Start of RECORDS SHOWN
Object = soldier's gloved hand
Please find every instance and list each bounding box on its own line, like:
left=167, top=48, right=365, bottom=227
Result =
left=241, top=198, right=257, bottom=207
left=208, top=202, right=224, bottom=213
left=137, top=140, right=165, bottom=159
End of RECORDS SHOWN
Every line of the listing needs to be written out exactly.

Object = soldier's gloved hand
Please find every instance and list each bounding box on its own line, like:
left=167, top=48, right=365, bottom=227
Result =
left=241, top=198, right=257, bottom=207
left=208, top=202, right=224, bottom=213
left=137, top=140, right=165, bottom=159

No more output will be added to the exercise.